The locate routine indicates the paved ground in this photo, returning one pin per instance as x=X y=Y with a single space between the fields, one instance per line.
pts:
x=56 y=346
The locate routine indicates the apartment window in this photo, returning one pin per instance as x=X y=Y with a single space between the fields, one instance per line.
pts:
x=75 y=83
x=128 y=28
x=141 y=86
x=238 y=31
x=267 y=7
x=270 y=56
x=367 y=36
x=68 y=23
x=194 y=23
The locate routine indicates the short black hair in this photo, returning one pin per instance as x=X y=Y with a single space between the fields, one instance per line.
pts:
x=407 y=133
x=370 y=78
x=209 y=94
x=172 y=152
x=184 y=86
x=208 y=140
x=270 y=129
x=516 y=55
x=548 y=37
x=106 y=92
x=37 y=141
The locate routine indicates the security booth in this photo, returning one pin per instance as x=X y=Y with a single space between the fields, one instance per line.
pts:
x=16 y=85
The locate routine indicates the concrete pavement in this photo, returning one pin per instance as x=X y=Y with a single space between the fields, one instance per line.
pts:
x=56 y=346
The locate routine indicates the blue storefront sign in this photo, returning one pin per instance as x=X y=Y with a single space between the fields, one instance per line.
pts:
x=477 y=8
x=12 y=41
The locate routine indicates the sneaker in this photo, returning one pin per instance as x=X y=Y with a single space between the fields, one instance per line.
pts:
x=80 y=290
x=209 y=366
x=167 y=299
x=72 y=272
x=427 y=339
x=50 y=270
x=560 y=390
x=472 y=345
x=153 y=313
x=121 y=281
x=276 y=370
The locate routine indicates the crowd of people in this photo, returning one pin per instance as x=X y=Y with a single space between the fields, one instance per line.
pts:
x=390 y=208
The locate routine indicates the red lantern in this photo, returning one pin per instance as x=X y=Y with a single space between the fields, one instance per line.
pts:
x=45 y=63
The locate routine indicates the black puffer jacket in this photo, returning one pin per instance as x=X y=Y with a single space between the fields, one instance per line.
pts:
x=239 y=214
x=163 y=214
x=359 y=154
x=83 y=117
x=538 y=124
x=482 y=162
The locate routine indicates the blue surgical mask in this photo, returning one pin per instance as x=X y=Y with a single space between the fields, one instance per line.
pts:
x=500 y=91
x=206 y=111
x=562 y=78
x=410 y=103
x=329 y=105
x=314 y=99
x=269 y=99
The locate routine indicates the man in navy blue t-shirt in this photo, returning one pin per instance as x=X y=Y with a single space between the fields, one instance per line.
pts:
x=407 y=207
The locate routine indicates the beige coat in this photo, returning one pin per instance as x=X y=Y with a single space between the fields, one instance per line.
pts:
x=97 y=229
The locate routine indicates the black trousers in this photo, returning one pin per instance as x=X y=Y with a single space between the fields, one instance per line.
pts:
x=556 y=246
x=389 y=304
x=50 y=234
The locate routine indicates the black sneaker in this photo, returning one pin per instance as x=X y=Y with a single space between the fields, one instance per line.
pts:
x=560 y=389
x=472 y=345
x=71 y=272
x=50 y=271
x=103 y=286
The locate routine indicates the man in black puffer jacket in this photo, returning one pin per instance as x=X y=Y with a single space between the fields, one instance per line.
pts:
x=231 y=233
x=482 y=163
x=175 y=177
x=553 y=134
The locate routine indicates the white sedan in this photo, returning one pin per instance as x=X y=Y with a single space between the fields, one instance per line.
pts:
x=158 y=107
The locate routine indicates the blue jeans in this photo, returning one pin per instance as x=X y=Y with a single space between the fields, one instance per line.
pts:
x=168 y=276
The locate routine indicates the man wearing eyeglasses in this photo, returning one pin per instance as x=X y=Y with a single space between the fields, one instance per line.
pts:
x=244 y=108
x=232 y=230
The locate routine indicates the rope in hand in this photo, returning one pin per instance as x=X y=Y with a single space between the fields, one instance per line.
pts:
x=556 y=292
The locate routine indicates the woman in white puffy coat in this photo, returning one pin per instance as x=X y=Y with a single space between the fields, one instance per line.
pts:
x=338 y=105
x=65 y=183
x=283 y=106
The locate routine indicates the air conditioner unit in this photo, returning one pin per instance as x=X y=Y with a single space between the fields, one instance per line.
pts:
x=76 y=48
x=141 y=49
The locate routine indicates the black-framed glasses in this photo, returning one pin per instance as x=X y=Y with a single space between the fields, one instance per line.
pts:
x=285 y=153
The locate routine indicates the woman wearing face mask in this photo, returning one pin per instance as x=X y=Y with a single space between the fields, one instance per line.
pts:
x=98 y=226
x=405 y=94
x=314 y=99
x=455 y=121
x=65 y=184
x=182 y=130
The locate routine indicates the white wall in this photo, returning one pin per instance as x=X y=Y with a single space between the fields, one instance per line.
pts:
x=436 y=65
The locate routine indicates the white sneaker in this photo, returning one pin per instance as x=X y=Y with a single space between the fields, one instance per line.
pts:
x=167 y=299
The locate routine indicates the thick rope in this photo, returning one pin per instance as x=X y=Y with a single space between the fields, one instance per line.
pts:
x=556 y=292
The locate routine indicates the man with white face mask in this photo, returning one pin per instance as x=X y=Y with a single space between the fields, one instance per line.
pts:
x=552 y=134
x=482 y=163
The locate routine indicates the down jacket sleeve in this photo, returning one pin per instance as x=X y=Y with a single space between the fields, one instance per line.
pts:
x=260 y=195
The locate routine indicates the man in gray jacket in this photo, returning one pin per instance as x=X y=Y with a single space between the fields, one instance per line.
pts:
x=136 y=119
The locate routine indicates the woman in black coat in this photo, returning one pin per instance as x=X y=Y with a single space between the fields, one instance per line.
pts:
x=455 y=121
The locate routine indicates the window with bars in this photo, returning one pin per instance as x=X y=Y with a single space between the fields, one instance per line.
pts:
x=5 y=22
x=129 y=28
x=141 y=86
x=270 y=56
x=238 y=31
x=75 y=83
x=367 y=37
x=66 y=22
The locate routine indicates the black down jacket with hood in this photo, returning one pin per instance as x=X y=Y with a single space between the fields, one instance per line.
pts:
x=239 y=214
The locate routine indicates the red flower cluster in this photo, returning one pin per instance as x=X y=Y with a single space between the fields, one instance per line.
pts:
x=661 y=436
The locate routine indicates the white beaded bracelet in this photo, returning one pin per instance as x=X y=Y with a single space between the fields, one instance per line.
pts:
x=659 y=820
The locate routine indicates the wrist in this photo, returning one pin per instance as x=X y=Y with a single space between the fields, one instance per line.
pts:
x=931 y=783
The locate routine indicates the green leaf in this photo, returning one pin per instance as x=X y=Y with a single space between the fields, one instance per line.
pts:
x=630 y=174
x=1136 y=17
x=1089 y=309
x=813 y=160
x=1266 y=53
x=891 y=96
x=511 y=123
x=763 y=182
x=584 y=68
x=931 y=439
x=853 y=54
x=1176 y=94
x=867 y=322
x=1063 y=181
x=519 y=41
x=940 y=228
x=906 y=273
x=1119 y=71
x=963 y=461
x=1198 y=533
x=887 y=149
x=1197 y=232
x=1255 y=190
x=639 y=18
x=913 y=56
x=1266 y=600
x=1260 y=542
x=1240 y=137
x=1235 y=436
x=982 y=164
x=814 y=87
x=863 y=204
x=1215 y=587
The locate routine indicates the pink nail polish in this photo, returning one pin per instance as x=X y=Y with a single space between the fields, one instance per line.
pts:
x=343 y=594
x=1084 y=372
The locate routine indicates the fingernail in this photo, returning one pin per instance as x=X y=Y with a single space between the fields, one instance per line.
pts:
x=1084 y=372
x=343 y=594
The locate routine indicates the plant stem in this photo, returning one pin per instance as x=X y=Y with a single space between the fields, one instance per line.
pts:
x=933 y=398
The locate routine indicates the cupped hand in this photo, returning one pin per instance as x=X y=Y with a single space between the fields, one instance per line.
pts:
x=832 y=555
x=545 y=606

_AIM OF THE TASK_
Word for word, output all of the material above.

_WRITTEN RESPONSE_
The locate routine indicates the paved ground in this photo, returning one pin per instance as x=X y=Y with a single space between the fields, one instance per line.
pts:
x=56 y=346
The locate routine indicates the apartment window in this photo, returning one pin per instance as x=X y=Y with a single space between the fields, one instance per line.
pts:
x=75 y=83
x=128 y=28
x=141 y=86
x=238 y=31
x=267 y=7
x=270 y=56
x=367 y=36
x=68 y=23
x=194 y=23
The locate routine indicates the short black hair in this photo, returning one pin per instance as x=X y=Y with a single space between the fields, one instance per line.
pts:
x=407 y=133
x=370 y=78
x=209 y=94
x=172 y=152
x=184 y=86
x=208 y=140
x=270 y=129
x=516 y=55
x=548 y=37
x=106 y=92
x=37 y=141
The locate routine indicates the security booth in this photo, returning one pin per instance as x=X y=Y with a single space between the fields, one instance per line.
pts:
x=16 y=85
The locate routine indicates the concrete pavement in this photo, returning one pin per instance as x=X y=Y with a single space between the fields, one instance per line.
pts:
x=56 y=346
The locate routine indicates the blue storefront sign in this photo, returning one pin per instance as x=X y=Y with a single space between the fields, one instance per line.
pts:
x=477 y=8
x=12 y=41
The locate routine indicates the sneaker in this photo, returning one pin per instance as x=X y=Y with a single space between the fields, one instance per line.
pts:
x=80 y=290
x=209 y=366
x=167 y=299
x=72 y=272
x=427 y=339
x=50 y=270
x=560 y=390
x=472 y=345
x=153 y=313
x=121 y=281
x=276 y=370
The locate routine indicates the crowd of people in this photo, returning one pin per instance as x=X y=Y with a single space between the fields, one instance per line.
pts:
x=390 y=208
The locate routine indicates the red lantern in this photo, returning one pin per instance as x=X y=Y with a single space between the fields, one instance per line.
pts:
x=45 y=63
The locate routine indicates the black puffer jacket in this photo, returning one pin per instance as x=X y=Y with a single space between the fields, one instance per line.
pts:
x=239 y=214
x=163 y=214
x=359 y=154
x=83 y=117
x=538 y=124
x=482 y=162
The locate routine indicates the blue surgical mask in this photo, returning one pin per instance as x=X y=Y with a single space between the fields, one instance per line.
pts:
x=500 y=91
x=206 y=111
x=562 y=78
x=410 y=103
x=329 y=105
x=314 y=99
x=269 y=99
The locate routine indicates the man in navy blue t-shirt in this photo, returning one pin per instance as x=X y=Y with a single space between the fields, one instance per line.
pts:
x=407 y=207
The locate routine indicates the beige coat in this photo, returning one pin per instance as x=X y=Y with a single space between the fields, one instance per line.
pts:
x=97 y=229
The locate routine indicates the black trousers in this photo, returning one pin per instance as x=X y=Y with a single space between the fields, one instance per line.
pts:
x=556 y=246
x=389 y=304
x=50 y=234
The locate routine indicates the black sneaker in this photo, returning one pin per instance as x=X y=Y with a single space between the fields, one instance per line.
pts:
x=560 y=389
x=472 y=345
x=71 y=272
x=50 y=271
x=103 y=286
The locate routine indicates the man in black puffer jacket in this photo, returning one pin per instance as x=X y=Y with a single space between the fields, one instance per line.
pts:
x=231 y=233
x=482 y=163
x=175 y=177
x=553 y=134
The locate routine indicates the white sedan in this photo, returning one pin per instance as x=X y=Y with a single space between the fields, one instance per line.
pts:
x=158 y=107
The locate routine indicates the blue jeans in this photo, returning one pin per instance as x=X y=Y with a single space between the fields, one instance per line.
pts:
x=168 y=276
The locate routine indicates the man wearing eyeglasses in this photo, returning one pin per instance as x=X y=Y with a single space between the fields, one instance per line.
pts:
x=244 y=108
x=232 y=230
The locate routine indicates the rope in hand in this photo, returning one pin per instance as x=X y=Y with a single space between the fields, one instance per line.
pts:
x=556 y=292
The locate routine indicates the woman in white puffy coat in this photo, returning one pin per instance as x=X y=Y with a single space between the fields, one instance per line.
pts:
x=338 y=105
x=65 y=183
x=283 y=106
The locate routine indicates the air conditioner unit in this photo, returning one pin per instance as x=X y=Y with a single space between the fields, one instance per line.
pts:
x=76 y=48
x=141 y=49
The locate routine indicates the black-framed glasses in this photo, returning one pin per instance as x=X y=Y with a single space between the fields, one instance per line.
pts:
x=285 y=153
The locate routine indicates the woman wearing face mask in this photo, returning one pin per instance as x=X y=Y with a single space between the fields, one instance per line.
pts:
x=98 y=226
x=405 y=94
x=314 y=99
x=455 y=121
x=65 y=184
x=182 y=130
The locate routine indicates the white wall in this photo, returning one pin per instance as x=X y=Y with a single space between the fields, one instance per line.
pts:
x=436 y=65
The locate routine indicates the white sneaker in this photo, returning one pin per instance as x=X y=Y with a single space between the fields, one instance per line.
pts:
x=167 y=299
The locate routine indicates the thick rope in this photo, returning one pin per instance as x=X y=Y with a single space between the fields, one instance per line.
pts:
x=556 y=292
The locate routine indicates the man with white face mask in this photo, returning one pin per instance as x=X y=Y with a single space between the fields, one instance per line.
pts:
x=552 y=134
x=482 y=163
The locate routine indicates the down jacket sleeve in this photo, returning one pin per instance as x=X y=Y with a single space between the fields, one instance per line.
pts:
x=260 y=195
The locate routine indicates the man in gray jacket in this photo, returning one pin per instance as x=X y=Y with a single space between the fields, one instance per line.
pts:
x=136 y=119
The locate routine indicates the woman in black coat in this photo, returning one pin per instance as x=X y=Y with a single space between the fields, one instance per line.
pts:
x=455 y=121
The locate routine indicates the window with bars in this photo, returning one pin per instance as x=X y=Y with a single space between the fields, one instance per line.
pts:
x=5 y=22
x=129 y=28
x=141 y=86
x=270 y=56
x=238 y=31
x=75 y=83
x=367 y=37
x=66 y=22
The locate routine indicates the black down jacket with hood in this photo, returning one pin per instance as x=X y=Y with a single space between the fields, one instance per line.
pts:
x=239 y=214
The locate routine indicates the red flower cluster in this photo, returning one pin per instance as x=X y=Y with a single space between the fields, one instance per line.
pts:
x=661 y=436
The locate routine indicates the white beaded bracelet in this photo, returning one pin per instance as x=X y=Y with a single space between the fields, one instance per line.
pts:
x=659 y=820
The locate routine indicates the wrist in this photo, returning one pin per instance as x=X y=Y with a single space between the fields, one instance per line.
pts:
x=931 y=783
The locate routine indicates the green leaf in this photo, returning one pin per instance as x=X y=Y with a single space between the fields, one instance per line.
pts:
x=630 y=174
x=1136 y=17
x=1089 y=309
x=813 y=160
x=1266 y=53
x=891 y=96
x=511 y=123
x=763 y=182
x=584 y=68
x=931 y=439
x=853 y=54
x=1176 y=94
x=867 y=322
x=1063 y=181
x=519 y=41
x=940 y=228
x=906 y=273
x=1119 y=71
x=963 y=461
x=1198 y=533
x=887 y=149
x=1197 y=232
x=1255 y=190
x=639 y=18
x=913 y=56
x=1266 y=600
x=1260 y=542
x=1240 y=137
x=1235 y=436
x=982 y=164
x=814 y=87
x=863 y=204
x=1215 y=587
The locate routine indicates the pink nail polish in this photo, returning one pin per instance as x=X y=Y with a single space between the fields, one instance per line.
pts:
x=343 y=594
x=1084 y=372
The locate routine indicates the fingernail in this photo, returning one pin per instance as x=X y=Y with a single space between the fields, one instance per line.
pts:
x=1084 y=372
x=343 y=594
The locate routine indicates the plant stem in this photo, returning one pin per instance as x=X y=Y with a single space between the fields, one instance per line.
pts:
x=933 y=398
The locate routine indicates the cupped hand in this photo, returning one pin per instance as x=X y=Y with a single space between the fields, one instance per line.
pts:
x=832 y=555
x=545 y=606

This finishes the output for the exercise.